Write out the whole listing again, exactly as given.

########

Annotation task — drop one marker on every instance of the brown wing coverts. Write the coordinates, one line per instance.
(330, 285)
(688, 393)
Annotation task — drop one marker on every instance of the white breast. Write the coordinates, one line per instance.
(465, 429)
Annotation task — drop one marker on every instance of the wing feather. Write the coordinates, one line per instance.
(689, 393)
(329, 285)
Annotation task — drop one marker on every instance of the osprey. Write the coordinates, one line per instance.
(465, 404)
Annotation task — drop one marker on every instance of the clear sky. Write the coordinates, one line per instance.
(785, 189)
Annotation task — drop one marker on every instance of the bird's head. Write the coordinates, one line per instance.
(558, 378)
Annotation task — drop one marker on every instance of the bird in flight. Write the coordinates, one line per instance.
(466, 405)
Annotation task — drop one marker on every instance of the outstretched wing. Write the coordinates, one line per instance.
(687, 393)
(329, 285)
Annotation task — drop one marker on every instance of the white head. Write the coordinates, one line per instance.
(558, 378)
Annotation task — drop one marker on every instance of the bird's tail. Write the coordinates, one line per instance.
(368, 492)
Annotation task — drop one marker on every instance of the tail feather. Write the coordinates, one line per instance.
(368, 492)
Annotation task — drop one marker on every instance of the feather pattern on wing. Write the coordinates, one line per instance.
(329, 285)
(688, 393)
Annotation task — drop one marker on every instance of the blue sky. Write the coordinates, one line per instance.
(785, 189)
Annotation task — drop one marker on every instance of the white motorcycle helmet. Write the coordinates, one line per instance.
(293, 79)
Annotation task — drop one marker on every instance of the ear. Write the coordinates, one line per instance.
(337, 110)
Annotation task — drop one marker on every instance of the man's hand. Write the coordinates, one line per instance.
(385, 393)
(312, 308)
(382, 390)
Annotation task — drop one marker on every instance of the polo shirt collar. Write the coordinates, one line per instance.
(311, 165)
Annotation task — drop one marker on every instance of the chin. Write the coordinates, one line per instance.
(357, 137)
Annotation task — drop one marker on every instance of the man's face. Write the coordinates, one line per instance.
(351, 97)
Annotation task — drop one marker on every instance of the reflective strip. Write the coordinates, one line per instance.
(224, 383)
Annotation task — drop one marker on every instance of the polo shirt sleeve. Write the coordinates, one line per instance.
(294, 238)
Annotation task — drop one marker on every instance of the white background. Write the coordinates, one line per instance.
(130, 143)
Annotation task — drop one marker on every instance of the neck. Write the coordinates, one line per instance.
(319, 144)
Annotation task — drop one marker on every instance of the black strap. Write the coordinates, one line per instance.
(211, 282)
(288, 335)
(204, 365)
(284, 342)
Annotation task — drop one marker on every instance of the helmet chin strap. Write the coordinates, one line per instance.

########

WRITTEN SOLUTION:
Annotation task — drop one marker on every instance of the brown wing coverts. Write the coordinates, one line per instance.
(330, 285)
(688, 393)
Annotation task — drop one marker on every instance of the white breast. Write the coordinates, one line per instance.
(465, 429)
Annotation task — drop one marker on every instance of the wing feather. Write the coordinates, one line per instance.
(689, 393)
(329, 285)
Annotation task — drop one marker on every instance of the osprey. Write the coordinates, one line per instance.
(465, 404)
Annotation task — drop one marker on every instance of the clear sky. Write the coordinates, one line per instance.
(785, 189)
Annotation task — drop one marker on every instance of the bird's head. Write the coordinates, one line per instance.
(558, 378)
Annotation task — drop one marker on every instance of the bird in flight. Write the coordinates, one line per instance.
(466, 405)
Annotation task — drop one marker on every instance of the outstretched wing. Write the coordinates, one line per instance.
(687, 393)
(329, 285)
Annotation task — drop one marker on every instance of the white head. Write the coordinates, one line per instance.
(558, 378)
Annotation task — drop one marker on every instance of the bird's tail. Write the coordinates, one line per instance.
(368, 492)
Annotation task — drop one marker on every instance of the tail feather. Write the coordinates, one line per instance.
(368, 492)
Annotation task — drop one marker on every instance of the feather pattern on wing. Write the coordinates, one line per instance.
(329, 285)
(688, 393)
Annotation task — drop one marker on every instance of the blue sky. Write the coordinates, one line per instance.
(785, 189)
Annotation task — drop one marker on every instance of the white motorcycle helmet. Write the coordinates, one line per instance.
(293, 79)
Annotation task — drop one marker on every instance of the ear. Write the coordinates, one line per instance.
(337, 110)
Annotation task — drop one marker on every instance of the man's hand. Write the coordinates, one line per instance.
(385, 393)
(312, 308)
(382, 390)
Annotation task — drop one marker on every instance of the polo shirt collar. Write the coordinates, one line per instance.
(311, 165)
Annotation task — drop one marker on every instance of the chin. Write the coordinates, one line per instance.
(357, 137)
Annotation task — drop one marker on every instance of the man's face. Write the coordinates, one line per instance.
(351, 97)
Annotation task — drop one marker on every instance of the reflective strip. Write the coordinates, one line per instance.
(224, 383)
Annotation task — drop one marker on every instance of the polo shirt sleeve. Write the coordinates, one line per instance.
(294, 238)
Annotation task — drop one marker on every instance of the white background. Write the coordinates, one line per instance.
(130, 143)
Annotation task — drop one marker on every instance of the neck. Write the coordinates, one line per instance.
(319, 144)
Annotation task — drop one marker on every instance of the black strap. Write the coordinates, one line per instance.
(211, 282)
(288, 335)
(204, 365)
(284, 342)
Annotation task — drop one marker on every instance of the helmet chin strap. Write the coordinates, one line per instance.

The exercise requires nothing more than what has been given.